What the task requires. Rewrite all of the material below, replacing "pixel coordinates" with "image coordinates" everywhere and keeping everything else the same. Leave the pictures out.

Rows.
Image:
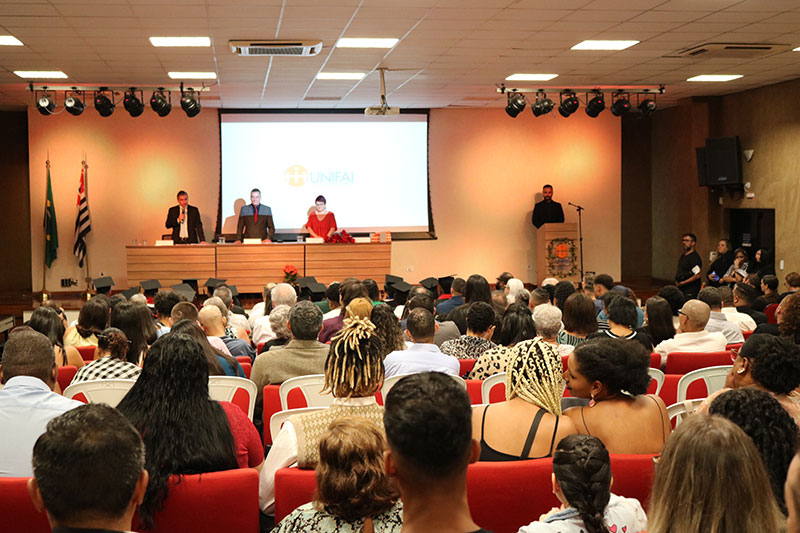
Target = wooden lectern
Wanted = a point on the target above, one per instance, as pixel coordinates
(558, 252)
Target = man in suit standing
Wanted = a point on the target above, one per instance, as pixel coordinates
(184, 219)
(255, 220)
(547, 210)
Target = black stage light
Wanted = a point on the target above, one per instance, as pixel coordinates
(103, 104)
(542, 106)
(190, 103)
(73, 104)
(161, 102)
(46, 104)
(596, 105)
(132, 103)
(621, 104)
(569, 104)
(516, 104)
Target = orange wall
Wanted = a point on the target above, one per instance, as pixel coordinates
(485, 169)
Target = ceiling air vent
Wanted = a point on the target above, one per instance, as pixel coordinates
(276, 48)
(732, 50)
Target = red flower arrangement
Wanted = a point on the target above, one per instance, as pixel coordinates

Solution below.
Image:
Target = wooden lectern
Wanted = a point on the target above, one per instance, as image coordinates
(558, 252)
Target = man in suit standing
Wanted = a point on the target above, one per instance, as image coordinates
(184, 219)
(255, 220)
(547, 210)
Target = black stage light
Wanted = a point on the target above, one per instance, as image coordinates
(103, 104)
(542, 106)
(190, 103)
(73, 104)
(161, 102)
(46, 104)
(596, 105)
(132, 103)
(621, 104)
(569, 104)
(516, 104)
Target = orange wall
Wanted = a point on the target above, one per instance, as image coordinates
(485, 169)
Target = ceiling air vent
Wanted = a point on the target above, one per instance, as image coordinates
(276, 48)
(732, 50)
Target = red flower arrangement
Wanted = a point on the target above, one per instance, as image coordinates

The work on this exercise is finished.